Pretty crazy, right? Now let's close that driver. 

This should have opened up a new browser window. If you didn't see it pop up automatically, check all of your desktop displays. 

In [65]:
# Close it.
driver.close()

### 10) Use the driver to visit `www.python.org`.

In [27]:
# Let's boot it up and visit a URL of our choice.
driver = webdriver.Chrome(executable_path="../chromedriver/chromedriver")
driver.get("http://www.python.org")

In [30]:
driver.close()

Awesome! Now we're getting somewhere — we're programmatically controlling our browser like a human would.

### 11) Visit the OpenTable page using the driver.

Let's return to the problem at hand. We need to visit the OpenTable listings for DC. Once there, we need the HTML to load. 

In the next cell, prove you can programmatically visit the page.

In [31]:
# Visit our OpenTable page.
driver = webdriver.Chrome(executable_path="../chromedriver/chromedriver")
driver.get("ç")
# It's always good to check that we have the page we think we do.
assert "OpenTable" in driver.title

In [32]:
driver.close()

Given data

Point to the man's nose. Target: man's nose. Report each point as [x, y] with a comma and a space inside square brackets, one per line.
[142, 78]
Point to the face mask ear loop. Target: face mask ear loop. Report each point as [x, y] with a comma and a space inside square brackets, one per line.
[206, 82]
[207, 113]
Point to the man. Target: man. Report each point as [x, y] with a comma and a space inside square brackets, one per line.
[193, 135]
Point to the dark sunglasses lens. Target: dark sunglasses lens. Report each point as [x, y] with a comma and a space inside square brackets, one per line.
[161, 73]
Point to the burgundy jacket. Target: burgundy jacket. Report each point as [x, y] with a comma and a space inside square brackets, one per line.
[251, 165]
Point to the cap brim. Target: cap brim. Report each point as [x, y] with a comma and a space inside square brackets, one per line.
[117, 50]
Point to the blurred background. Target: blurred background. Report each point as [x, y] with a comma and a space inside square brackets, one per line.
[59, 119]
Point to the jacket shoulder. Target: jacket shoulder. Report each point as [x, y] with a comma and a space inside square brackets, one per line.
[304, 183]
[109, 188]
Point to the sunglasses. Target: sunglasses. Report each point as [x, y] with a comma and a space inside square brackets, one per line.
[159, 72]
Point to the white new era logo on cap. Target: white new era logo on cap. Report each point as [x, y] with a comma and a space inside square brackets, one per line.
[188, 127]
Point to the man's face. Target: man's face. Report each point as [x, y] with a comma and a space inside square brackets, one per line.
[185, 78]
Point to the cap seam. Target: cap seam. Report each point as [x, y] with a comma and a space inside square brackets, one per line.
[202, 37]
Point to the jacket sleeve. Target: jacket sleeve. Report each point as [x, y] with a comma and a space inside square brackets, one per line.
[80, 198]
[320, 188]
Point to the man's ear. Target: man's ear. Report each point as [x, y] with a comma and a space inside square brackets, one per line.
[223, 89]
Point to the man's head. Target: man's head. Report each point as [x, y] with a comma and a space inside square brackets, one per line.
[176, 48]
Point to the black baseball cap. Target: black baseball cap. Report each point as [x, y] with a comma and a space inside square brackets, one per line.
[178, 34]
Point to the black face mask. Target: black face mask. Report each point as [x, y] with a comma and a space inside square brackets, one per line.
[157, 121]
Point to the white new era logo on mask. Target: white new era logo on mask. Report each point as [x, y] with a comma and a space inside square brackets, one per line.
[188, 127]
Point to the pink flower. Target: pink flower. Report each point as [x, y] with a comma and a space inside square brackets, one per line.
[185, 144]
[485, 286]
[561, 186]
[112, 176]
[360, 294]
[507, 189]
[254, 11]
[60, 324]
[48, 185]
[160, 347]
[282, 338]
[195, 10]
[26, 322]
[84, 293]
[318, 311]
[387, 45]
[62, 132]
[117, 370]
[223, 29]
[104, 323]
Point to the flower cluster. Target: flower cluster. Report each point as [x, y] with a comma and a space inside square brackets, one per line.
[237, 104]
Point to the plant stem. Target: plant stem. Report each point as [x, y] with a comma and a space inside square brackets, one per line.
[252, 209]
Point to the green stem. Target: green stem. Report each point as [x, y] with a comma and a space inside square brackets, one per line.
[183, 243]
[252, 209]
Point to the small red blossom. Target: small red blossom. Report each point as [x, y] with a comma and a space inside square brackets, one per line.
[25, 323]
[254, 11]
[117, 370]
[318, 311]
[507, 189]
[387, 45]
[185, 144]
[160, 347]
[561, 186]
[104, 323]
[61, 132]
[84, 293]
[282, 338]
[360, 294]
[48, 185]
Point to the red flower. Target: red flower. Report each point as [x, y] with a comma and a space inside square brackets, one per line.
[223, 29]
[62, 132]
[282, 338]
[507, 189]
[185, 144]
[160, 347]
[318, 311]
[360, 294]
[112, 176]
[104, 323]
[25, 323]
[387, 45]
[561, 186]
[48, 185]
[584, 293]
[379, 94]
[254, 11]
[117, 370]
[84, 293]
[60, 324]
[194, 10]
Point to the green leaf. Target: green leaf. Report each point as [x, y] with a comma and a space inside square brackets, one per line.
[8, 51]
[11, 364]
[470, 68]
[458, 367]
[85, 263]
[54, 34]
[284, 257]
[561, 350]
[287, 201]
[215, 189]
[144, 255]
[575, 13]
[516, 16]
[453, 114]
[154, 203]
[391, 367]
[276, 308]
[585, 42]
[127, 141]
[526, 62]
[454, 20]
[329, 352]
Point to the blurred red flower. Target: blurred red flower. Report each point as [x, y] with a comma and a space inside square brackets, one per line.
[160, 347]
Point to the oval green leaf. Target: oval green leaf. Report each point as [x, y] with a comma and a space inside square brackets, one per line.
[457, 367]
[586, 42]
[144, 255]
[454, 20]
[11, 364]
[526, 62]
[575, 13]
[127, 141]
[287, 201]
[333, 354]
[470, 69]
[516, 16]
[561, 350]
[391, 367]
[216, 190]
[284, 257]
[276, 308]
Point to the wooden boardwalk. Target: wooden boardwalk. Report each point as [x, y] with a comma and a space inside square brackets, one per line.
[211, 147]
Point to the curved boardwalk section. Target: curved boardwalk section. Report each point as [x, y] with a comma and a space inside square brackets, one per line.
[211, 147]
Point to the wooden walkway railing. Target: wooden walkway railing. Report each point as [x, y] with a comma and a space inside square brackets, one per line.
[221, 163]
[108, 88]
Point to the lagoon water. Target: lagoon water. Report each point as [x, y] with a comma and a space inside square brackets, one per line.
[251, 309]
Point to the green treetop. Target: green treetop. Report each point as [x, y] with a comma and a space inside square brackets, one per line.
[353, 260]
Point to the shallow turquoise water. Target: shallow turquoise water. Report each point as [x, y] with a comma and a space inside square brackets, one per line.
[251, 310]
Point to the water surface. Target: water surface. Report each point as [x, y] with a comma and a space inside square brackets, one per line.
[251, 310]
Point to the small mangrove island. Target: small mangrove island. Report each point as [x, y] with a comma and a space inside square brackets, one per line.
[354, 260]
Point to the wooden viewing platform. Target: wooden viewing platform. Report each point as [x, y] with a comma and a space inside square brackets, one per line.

Challenges
1. Extract the Selenium notebook excerpt from the top of this page, reproducing every line of it without changes.
2. Pull out each line of the listing that contains the string "leaf", copying those lines in full.

Outputs in order
1.
Pretty crazy, right? Now let's close that driver. 

This should have opened up a new browser window. If you didn't see it pop up automatically, check all of your desktop displays. 

In [65]:
# Close it.
driver.close()

### 10) Use the driver to visit `www.python.org`.

In [27]:
# Let's boot it up and visit a URL of our choice.
driver = webdriver.Chrome(executable_path="../chromedriver/chromedriver")
driver.get("http://www.python.org")

In [30]:
driver.close()

Awesome! Now we're getting somewhere — we're programmatically controlling our browser like a human would.

### 11) Visit the OpenTable page using the driver.

Let's return to the problem at hand. We need to visit the OpenTable listings for DC. Once there, we need the HTML to load. 

In the next cell, prove you can programmatically visit the page.

In [31]:
# Visit our OpenTable page.
driver = webdriver.Chrome(executable_path="../chromedriver/chromedriver")
driver.get("ç")
# It's always good to check that we have the page we think we do.
assert "OpenTable" in driver.title

In [32]:
driver.close()

2.
Point to the green leaf. Target: green leaf. Report each point as [x, y] with a comma and a space inside square brackets, one per line.
Point to the oval green leaf. Target: oval green leaf. Report each point as [x, y] with a comma and a space inside square brackets, one per line.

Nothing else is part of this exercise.